### Problem to solve
Rewrite every line of the entries below, offsetting each x and y coordinate in the polygon outlines by adding 102 and keeping all other lines unchanged. Omit the pictures from your answer.

....

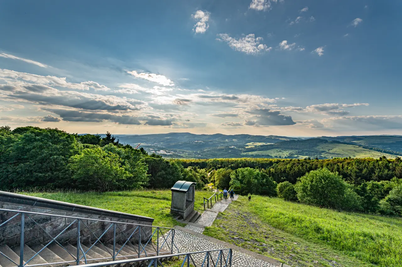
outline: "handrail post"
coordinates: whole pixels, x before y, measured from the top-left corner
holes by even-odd
[[[141,253],[140,251],[139,250],[139,246],[141,245],[141,226],[139,226],[139,228],[138,230],[138,258],[139,258],[139,256],[141,255]]]
[[[116,223],[113,222],[113,261],[116,260]]]
[[[80,221],[78,219],[77,221],[77,265],[80,265]]]
[[[20,236],[20,267],[24,266],[24,231],[25,227],[25,213],[21,213],[21,235]]]
[[[170,253],[173,254],[173,237],[174,237],[174,231],[173,229],[170,230],[172,231],[172,246],[170,247]]]
[[[229,252],[230,253],[230,257],[229,258],[229,266],[232,267],[232,249],[229,250]]]
[[[159,255],[159,227],[156,227],[156,256]]]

....

### Correct output
outline: "handrail post"
coordinates: whole pixels, x before y, measured from the top-left corner
holes by even-odd
[[[243,355],[242,353],[241,352],[241,348],[243,347],[243,328],[241,328],[241,330],[240,332],[240,360],[241,360],[241,358],[243,357]]]
[[[218,325],[215,324],[215,363],[218,362]]]
[[[182,323],[180,321],[179,323],[179,367],[182,367]]]
[[[122,338],[122,369],[126,368],[126,333],[127,329],[127,315],[123,315],[123,337]]]
[[[272,355],[275,356],[275,339],[276,339],[276,333],[275,331],[272,332],[274,333],[274,348],[272,349]]]
[[[331,354],[332,355],[332,359],[331,360],[331,368],[334,369],[334,351],[331,352]]]
[[[261,357],[261,329],[258,329],[258,358]]]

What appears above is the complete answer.